WORK TO COMPLETE:
As the answer, set down the lines below from the one containing "drop a point: the submerged rock" through the one containing "drop a point: the tern", exactly and inclusively, and no others.

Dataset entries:
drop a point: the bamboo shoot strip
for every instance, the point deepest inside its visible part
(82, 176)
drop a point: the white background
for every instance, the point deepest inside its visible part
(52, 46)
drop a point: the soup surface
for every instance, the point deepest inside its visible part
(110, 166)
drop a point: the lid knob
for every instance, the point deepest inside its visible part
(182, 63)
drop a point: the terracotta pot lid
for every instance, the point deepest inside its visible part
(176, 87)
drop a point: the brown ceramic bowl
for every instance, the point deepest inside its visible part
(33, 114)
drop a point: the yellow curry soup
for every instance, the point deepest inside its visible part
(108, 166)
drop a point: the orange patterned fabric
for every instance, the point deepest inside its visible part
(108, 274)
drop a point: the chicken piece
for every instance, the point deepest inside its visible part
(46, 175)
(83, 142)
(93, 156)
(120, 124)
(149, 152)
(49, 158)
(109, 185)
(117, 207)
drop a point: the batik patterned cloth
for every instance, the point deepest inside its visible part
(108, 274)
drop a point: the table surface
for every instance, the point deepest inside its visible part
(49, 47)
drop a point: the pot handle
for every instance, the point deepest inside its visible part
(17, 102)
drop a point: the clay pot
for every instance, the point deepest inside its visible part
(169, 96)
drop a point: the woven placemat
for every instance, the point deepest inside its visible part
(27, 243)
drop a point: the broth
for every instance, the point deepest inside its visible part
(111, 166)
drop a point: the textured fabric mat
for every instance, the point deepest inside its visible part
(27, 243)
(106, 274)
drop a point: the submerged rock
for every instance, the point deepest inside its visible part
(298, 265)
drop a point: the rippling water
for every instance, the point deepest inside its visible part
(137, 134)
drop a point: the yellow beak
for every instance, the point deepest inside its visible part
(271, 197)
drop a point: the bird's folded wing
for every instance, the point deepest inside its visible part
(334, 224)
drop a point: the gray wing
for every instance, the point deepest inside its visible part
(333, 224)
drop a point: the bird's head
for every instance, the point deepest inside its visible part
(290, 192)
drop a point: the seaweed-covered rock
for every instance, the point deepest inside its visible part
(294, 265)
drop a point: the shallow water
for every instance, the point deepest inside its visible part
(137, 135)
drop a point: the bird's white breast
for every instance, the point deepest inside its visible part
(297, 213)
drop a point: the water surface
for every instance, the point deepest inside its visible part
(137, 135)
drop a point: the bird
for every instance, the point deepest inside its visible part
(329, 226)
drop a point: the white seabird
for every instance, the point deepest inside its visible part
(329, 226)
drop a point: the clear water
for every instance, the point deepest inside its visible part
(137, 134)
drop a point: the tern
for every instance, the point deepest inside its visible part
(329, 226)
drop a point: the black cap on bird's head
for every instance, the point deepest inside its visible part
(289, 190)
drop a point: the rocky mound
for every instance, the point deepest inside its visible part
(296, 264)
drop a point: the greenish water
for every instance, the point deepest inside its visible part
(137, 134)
--
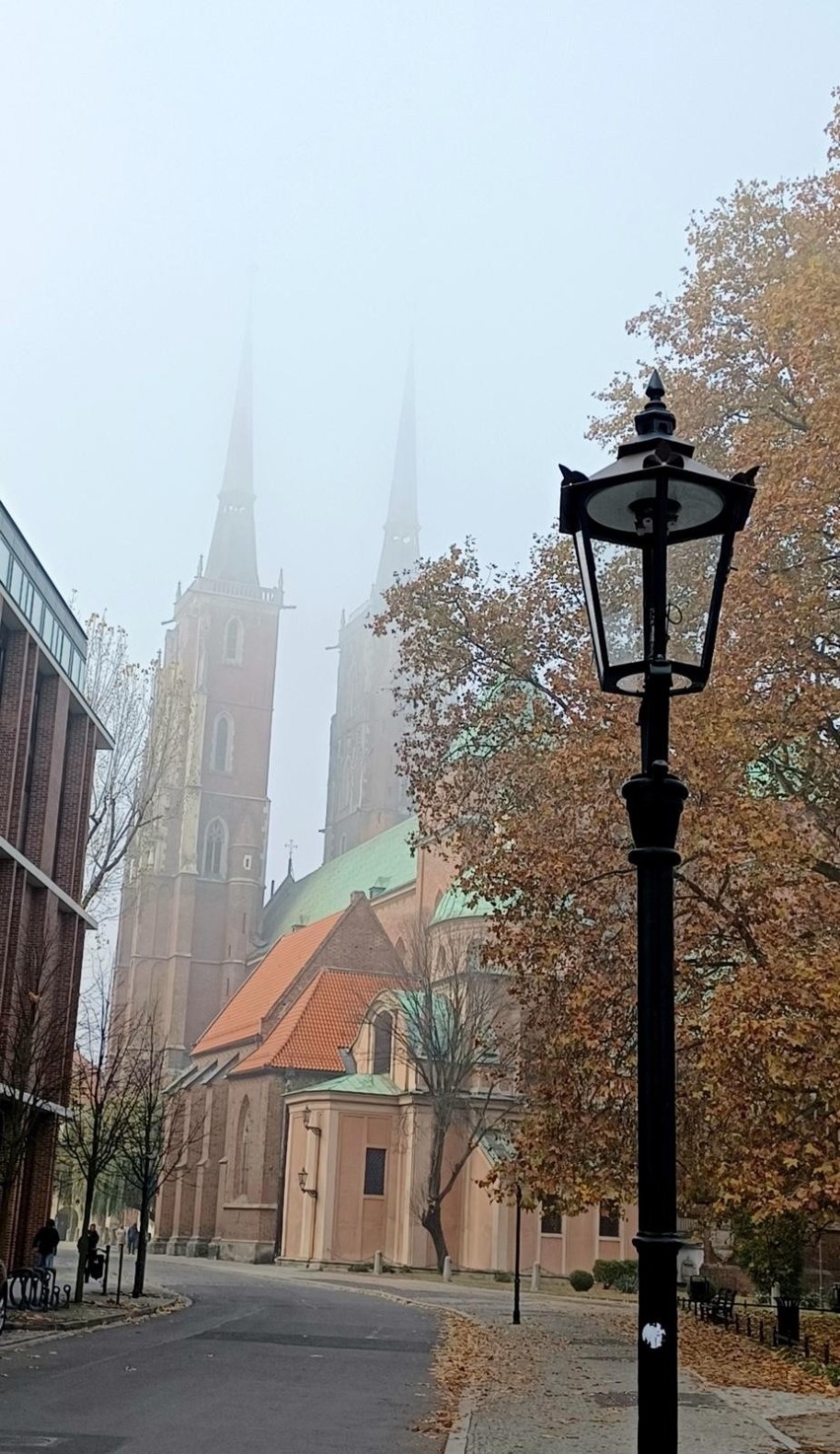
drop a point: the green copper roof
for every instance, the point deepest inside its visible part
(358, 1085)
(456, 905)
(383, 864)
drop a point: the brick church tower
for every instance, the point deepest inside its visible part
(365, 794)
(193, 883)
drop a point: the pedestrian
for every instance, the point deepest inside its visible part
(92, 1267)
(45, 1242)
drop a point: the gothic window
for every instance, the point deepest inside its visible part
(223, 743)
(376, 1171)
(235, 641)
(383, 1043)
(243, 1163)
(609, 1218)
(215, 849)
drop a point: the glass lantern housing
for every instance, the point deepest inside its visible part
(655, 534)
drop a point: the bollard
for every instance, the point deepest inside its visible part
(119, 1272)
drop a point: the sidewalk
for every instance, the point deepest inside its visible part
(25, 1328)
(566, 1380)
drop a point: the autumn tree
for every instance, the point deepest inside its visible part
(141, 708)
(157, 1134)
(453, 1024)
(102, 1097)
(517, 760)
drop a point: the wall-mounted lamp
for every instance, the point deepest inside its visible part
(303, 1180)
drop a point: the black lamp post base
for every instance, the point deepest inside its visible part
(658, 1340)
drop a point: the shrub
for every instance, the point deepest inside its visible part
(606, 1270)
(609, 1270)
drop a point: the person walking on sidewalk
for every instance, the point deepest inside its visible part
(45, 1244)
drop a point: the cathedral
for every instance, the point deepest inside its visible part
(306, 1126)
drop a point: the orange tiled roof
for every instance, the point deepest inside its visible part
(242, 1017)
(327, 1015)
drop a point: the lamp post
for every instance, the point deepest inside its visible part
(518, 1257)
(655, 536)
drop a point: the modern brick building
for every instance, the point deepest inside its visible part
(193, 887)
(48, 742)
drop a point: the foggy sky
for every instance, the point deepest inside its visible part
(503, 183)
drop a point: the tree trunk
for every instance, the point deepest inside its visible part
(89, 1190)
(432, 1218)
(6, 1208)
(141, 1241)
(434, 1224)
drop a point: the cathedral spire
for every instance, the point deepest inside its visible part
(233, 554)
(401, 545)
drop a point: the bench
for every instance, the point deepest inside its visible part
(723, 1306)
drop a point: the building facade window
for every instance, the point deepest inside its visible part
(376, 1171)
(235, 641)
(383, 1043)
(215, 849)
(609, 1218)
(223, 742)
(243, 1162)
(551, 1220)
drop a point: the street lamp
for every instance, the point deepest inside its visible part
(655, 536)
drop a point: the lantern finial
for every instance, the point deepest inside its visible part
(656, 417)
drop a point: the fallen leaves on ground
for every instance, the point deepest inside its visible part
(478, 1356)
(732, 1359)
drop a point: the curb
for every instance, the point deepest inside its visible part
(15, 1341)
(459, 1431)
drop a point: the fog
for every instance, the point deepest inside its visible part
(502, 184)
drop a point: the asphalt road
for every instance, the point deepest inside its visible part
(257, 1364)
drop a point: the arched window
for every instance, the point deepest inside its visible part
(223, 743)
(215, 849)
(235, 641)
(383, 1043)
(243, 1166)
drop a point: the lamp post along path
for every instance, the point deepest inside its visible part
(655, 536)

PROBLEM SOLUTION:
drop a point: the submerged rock
for every instance, the point deepest inside its visible part
(298, 265)
drop a point: the rippling water
for every instance, the point deepest inside its visible part
(137, 134)
drop a point: the yellow beak
for every instance, the point deepest inside its visible part
(271, 197)
drop a point: the bird's folded wing
for every instance, the point deepest inside its visible part
(334, 224)
drop a point: the gray wing
for every instance, the point deepest inside its visible part
(333, 224)
drop a point: the bird's head
for every instance, the point deepest inside its visible part
(290, 192)
drop a point: the seaweed-covered rock
for every instance, the point deepest inside its visible part
(294, 265)
drop a point: the shallow water
for every instance, the point deepest inside its visible part
(137, 135)
drop a point: the bird's white breast
for every instance, the point deepest inside its visible part
(297, 213)
drop a point: the water surface
for every instance, the point deepest inside its visible part
(137, 135)
drop a point: the bird
for every instance, the point deepest inside its visible part
(329, 226)
drop a point: the white seabird
for every instance, the point deepest inside its visible part
(329, 226)
drop a point: the clear water
for every instance, the point deepest inside its visible part
(137, 134)
drop a point: the tern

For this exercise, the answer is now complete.